Saved entries
• • •

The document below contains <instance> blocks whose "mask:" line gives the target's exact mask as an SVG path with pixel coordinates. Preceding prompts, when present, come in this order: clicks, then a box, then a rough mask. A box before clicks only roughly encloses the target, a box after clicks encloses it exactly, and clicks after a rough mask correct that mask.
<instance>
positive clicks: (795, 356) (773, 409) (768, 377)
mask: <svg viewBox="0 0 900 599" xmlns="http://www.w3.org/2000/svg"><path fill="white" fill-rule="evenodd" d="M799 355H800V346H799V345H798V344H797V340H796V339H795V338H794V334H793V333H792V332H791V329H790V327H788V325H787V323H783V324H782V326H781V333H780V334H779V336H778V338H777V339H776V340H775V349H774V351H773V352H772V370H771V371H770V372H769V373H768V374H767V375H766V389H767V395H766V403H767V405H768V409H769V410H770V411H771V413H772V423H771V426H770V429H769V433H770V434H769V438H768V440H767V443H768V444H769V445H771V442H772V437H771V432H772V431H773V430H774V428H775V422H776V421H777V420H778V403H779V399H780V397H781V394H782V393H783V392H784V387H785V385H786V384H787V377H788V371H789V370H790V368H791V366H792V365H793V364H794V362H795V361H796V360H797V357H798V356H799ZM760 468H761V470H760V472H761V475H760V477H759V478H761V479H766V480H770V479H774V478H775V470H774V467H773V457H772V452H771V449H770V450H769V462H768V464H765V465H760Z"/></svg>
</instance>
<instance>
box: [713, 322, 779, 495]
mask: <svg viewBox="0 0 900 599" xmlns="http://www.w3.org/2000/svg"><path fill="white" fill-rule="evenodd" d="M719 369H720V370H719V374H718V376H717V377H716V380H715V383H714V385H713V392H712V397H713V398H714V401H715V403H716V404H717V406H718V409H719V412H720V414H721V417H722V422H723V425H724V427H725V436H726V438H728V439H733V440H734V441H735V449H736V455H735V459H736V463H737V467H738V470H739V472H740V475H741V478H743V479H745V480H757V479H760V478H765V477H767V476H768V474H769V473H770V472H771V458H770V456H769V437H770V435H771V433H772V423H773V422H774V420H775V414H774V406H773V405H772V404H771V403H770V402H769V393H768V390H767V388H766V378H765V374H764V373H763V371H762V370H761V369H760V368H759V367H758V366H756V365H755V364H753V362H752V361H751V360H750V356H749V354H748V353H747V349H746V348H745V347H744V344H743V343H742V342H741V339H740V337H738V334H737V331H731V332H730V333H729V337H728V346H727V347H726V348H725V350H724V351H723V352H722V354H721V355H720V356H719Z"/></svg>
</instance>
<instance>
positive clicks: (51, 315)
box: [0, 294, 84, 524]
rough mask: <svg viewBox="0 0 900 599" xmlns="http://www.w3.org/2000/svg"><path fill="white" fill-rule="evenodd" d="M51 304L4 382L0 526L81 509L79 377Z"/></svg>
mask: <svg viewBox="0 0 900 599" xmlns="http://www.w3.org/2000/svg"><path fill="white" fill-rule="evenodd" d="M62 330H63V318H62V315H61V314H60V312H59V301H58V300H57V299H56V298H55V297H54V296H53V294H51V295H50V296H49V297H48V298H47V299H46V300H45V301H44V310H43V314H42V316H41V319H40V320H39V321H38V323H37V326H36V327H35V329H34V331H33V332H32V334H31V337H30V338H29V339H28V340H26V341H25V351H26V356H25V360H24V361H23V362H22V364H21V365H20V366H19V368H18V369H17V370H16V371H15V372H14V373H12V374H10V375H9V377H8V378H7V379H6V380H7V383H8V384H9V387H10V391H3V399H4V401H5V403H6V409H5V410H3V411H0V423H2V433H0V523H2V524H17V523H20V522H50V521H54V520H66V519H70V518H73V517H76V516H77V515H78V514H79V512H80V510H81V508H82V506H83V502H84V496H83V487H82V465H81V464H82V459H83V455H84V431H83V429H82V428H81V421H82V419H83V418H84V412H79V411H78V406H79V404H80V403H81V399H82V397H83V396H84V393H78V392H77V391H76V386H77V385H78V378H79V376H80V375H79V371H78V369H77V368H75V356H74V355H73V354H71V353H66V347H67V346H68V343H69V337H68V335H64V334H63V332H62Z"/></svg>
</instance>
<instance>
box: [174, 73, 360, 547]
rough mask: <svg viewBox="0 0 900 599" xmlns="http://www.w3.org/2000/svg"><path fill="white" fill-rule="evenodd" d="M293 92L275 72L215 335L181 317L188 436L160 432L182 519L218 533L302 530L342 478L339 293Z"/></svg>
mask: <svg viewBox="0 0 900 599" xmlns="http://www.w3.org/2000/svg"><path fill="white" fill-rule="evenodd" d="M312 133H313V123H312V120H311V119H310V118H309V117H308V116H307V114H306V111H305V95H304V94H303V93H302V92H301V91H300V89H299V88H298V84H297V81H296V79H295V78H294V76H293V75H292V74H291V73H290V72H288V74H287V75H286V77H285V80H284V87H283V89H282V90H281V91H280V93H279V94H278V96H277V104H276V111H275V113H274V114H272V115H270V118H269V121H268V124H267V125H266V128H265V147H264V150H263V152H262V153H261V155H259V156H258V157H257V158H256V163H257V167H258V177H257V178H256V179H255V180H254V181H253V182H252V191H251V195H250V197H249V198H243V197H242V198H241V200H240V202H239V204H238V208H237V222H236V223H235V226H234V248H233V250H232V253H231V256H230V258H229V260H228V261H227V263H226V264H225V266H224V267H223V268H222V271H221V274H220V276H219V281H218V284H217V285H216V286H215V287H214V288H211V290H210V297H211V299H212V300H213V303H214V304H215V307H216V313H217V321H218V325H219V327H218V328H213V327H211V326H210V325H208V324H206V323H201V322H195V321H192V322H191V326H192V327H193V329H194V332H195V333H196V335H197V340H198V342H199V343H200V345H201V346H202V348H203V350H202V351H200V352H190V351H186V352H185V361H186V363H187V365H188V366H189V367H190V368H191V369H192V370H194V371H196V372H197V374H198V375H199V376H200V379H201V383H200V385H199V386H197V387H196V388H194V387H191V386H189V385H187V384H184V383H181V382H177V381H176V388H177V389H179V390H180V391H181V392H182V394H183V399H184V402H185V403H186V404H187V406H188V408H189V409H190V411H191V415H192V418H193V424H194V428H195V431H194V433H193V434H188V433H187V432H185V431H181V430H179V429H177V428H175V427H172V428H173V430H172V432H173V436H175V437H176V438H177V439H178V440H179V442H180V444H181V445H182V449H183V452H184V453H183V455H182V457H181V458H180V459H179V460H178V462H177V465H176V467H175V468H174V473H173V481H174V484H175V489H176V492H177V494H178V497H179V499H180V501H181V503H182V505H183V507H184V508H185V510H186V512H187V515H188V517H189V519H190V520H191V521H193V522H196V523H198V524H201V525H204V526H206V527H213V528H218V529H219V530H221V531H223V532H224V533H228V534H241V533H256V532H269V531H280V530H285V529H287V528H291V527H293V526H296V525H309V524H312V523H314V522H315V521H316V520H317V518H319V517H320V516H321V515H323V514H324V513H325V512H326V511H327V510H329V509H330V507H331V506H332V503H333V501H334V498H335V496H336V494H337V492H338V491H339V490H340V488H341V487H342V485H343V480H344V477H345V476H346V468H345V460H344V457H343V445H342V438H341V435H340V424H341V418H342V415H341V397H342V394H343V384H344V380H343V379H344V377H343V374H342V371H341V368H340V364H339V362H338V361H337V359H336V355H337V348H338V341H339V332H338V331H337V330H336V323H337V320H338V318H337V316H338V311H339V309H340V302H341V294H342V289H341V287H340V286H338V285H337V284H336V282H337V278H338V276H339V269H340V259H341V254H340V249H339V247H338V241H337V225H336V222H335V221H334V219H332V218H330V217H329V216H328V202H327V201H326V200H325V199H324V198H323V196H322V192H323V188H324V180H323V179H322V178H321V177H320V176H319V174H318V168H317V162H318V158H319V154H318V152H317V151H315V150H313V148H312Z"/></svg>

• • •

» PROBLEM DETAILS: Every record should be output precisely as it was given.

» SOLUTION TO THIS PROBLEM:
The document below contains <instance> blocks whose "mask:" line gives the target's exact mask as an SVG path with pixel coordinates. Preceding prompts, when present, come in this order: clicks, then a box, then a rough mask. A box before clicks only roughly encloses the target, a box after clicks encloses it exactly, and clicks after a rough mask correct that mask.
<instance>
positive clicks: (795, 356) (773, 409) (768, 377)
mask: <svg viewBox="0 0 900 599" xmlns="http://www.w3.org/2000/svg"><path fill="white" fill-rule="evenodd" d="M799 355H800V346H799V345H798V344H797V340H796V339H795V338H794V334H793V333H792V332H791V329H790V327H788V325H787V323H783V324H782V326H781V333H780V334H779V336H778V338H777V339H776V340H775V349H774V351H773V352H772V370H771V371H770V372H769V373H768V374H767V375H766V389H767V395H766V403H767V405H768V409H769V410H770V411H771V413H772V423H771V426H770V429H769V433H770V434H769V438H768V440H767V443H768V444H769V445H771V442H772V437H771V432H772V431H773V430H774V428H775V422H776V421H777V420H778V403H779V399H780V397H781V394H782V393H783V392H784V387H785V385H786V384H787V377H788V371H789V370H790V368H791V366H792V365H793V364H794V362H795V361H796V360H797V357H798V356H799ZM760 468H761V470H760V472H761V475H760V477H759V478H761V479H766V480H770V479H774V478H775V470H774V467H773V457H772V452H771V449H770V450H769V462H768V464H765V465H760Z"/></svg>
</instance>
<instance>
box: [713, 322, 779, 495]
mask: <svg viewBox="0 0 900 599" xmlns="http://www.w3.org/2000/svg"><path fill="white" fill-rule="evenodd" d="M719 369H720V370H719V374H718V376H717V377H716V380H715V383H714V385H713V392H712V397H713V398H714V401H715V403H716V404H717V406H718V409H719V412H720V414H721V417H722V422H723V425H724V427H725V436H726V438H728V439H733V440H734V441H735V449H736V455H735V459H736V463H737V467H738V470H739V472H740V475H741V478H743V479H745V480H757V479H760V478H765V477H767V476H768V474H769V473H770V472H771V458H770V456H769V437H770V435H771V433H772V423H773V422H774V420H775V414H774V406H773V405H772V404H771V403H770V402H769V393H768V390H767V388H766V378H765V374H764V373H763V371H762V370H761V369H760V368H759V367H758V366H756V365H755V364H753V362H752V361H751V360H750V356H749V354H748V353H747V349H746V348H745V347H744V344H743V343H742V342H741V339H740V337H738V334H737V331H731V332H730V333H729V337H728V346H727V347H726V348H725V350H724V351H723V352H722V354H721V355H720V356H719Z"/></svg>
</instance>
<instance>
positive clicks: (51, 315)
box: [0, 294, 84, 524]
rough mask: <svg viewBox="0 0 900 599" xmlns="http://www.w3.org/2000/svg"><path fill="white" fill-rule="evenodd" d="M51 304L4 382L0 526L81 509L79 377Z"/></svg>
mask: <svg viewBox="0 0 900 599" xmlns="http://www.w3.org/2000/svg"><path fill="white" fill-rule="evenodd" d="M62 330H63V318H62V315H61V314H60V312H59V301H58V300H57V299H56V298H55V297H54V296H53V294H51V295H50V296H49V297H48V298H47V299H46V300H45V301H44V310H43V314H42V316H41V319H40V320H39V321H38V323H37V326H36V327H35V329H34V331H33V332H32V334H31V337H30V338H29V339H28V340H26V341H25V351H26V356H25V360H24V361H23V362H22V364H21V365H20V366H19V368H18V369H17V370H16V371H15V372H14V373H12V374H10V375H9V377H8V378H7V379H6V380H7V383H8V384H9V387H10V391H3V399H4V401H5V403H6V409H5V410H3V411H0V423H2V433H0V523H2V524H17V523H20V522H50V521H54V520H66V519H70V518H73V517H76V516H77V515H78V514H79V512H80V510H81V508H82V506H83V502H84V496H83V487H82V465H81V464H82V459H83V455H84V431H83V429H82V428H81V421H82V419H83V418H84V412H79V411H78V406H79V404H80V403H81V399H82V397H83V396H84V393H78V392H77V391H76V386H77V385H78V378H79V376H80V375H79V371H78V369H77V368H75V356H74V355H73V354H71V353H66V347H67V346H68V343H69V337H68V335H64V334H63V332H62Z"/></svg>
</instance>
<instance>
box: [174, 73, 360, 547]
rough mask: <svg viewBox="0 0 900 599" xmlns="http://www.w3.org/2000/svg"><path fill="white" fill-rule="evenodd" d="M293 92L275 72L215 335L181 317L188 436L160 432L182 519L218 533L302 530L342 478L339 293Z"/></svg>
mask: <svg viewBox="0 0 900 599" xmlns="http://www.w3.org/2000/svg"><path fill="white" fill-rule="evenodd" d="M312 133H313V123H312V120H311V119H310V118H309V117H308V116H307V114H306V111H305V95H304V94H303V93H302V92H301V91H300V89H299V88H298V84H297V81H296V79H295V78H294V76H293V75H292V74H291V73H290V72H288V74H287V75H286V77H285V80H284V87H283V89H282V90H281V91H280V93H279V94H278V96H277V104H276V111H275V113H274V114H272V115H270V118H269V121H268V124H267V125H266V128H265V147H264V150H263V152H262V153H261V155H259V156H258V157H257V158H256V163H257V167H258V177H257V178H256V179H255V180H254V181H253V182H252V191H251V195H250V197H249V198H243V197H242V198H241V200H240V202H239V204H238V208H237V222H236V223H235V226H234V248H233V250H232V253H231V256H230V258H229V260H228V261H227V263H226V264H225V266H224V267H223V268H222V271H221V274H220V276H219V281H218V284H217V285H216V286H215V287H214V288H211V290H210V297H211V299H212V300H213V303H214V304H215V307H216V313H217V321H218V325H219V327H218V328H213V327H211V326H210V325H208V324H206V323H201V322H195V321H192V322H191V326H192V327H193V329H194V332H195V333H196V335H197V340H198V342H199V343H200V345H201V346H202V348H203V350H202V351H200V352H190V351H186V352H185V361H186V363H187V365H188V366H189V367H190V368H191V369H192V370H194V371H196V372H197V374H198V375H199V376H200V379H201V383H200V385H199V386H197V387H196V388H194V387H191V386H189V385H187V384H184V383H181V382H177V381H176V388H177V389H179V390H180V391H181V392H182V394H183V399H184V402H185V403H186V404H187V406H188V408H189V409H190V411H191V415H192V418H193V424H194V428H195V431H194V433H193V434H188V433H187V432H185V431H181V430H179V429H177V428H175V427H172V428H173V430H172V432H173V436H175V437H176V438H177V439H178V440H179V442H180V444H181V445H182V449H183V452H184V453H183V455H182V457H181V458H180V459H179V460H178V462H177V465H176V467H175V468H174V473H173V481H174V484H175V489H176V492H177V494H178V497H179V499H180V501H181V503H182V505H183V507H184V508H185V510H186V512H187V515H188V517H189V519H190V520H191V521H193V522H196V523H198V524H201V525H204V526H206V527H213V528H218V529H219V530H221V531H223V532H224V533H228V534H241V533H256V532H269V531H280V530H285V529H287V528H291V527H293V526H296V525H309V524H312V523H314V522H315V521H316V520H317V518H319V517H320V516H321V515H323V514H324V513H325V512H326V511H327V510H329V509H330V507H331V506H332V503H333V501H334V498H335V496H336V494H337V492H338V491H339V490H340V488H341V487H342V485H343V480H344V477H345V476H346V468H345V460H344V457H343V445H342V438H341V435H340V424H341V418H342V415H341V397H342V394H343V384H344V380H343V379H344V377H343V374H342V371H341V368H340V364H339V362H338V361H337V359H336V355H337V348H338V341H339V332H338V331H337V330H336V323H337V320H338V318H337V316H338V311H339V309H340V302H341V294H342V289H341V287H340V286H338V285H337V284H336V282H337V278H338V276H339V269H340V259H341V254H340V249H339V247H338V241H337V225H336V222H335V221H334V219H332V218H330V217H329V216H328V202H327V201H326V200H325V199H324V198H323V196H322V192H323V188H324V180H323V179H322V178H321V177H320V176H319V174H318V168H317V162H318V158H319V154H318V152H317V151H315V150H313V148H312Z"/></svg>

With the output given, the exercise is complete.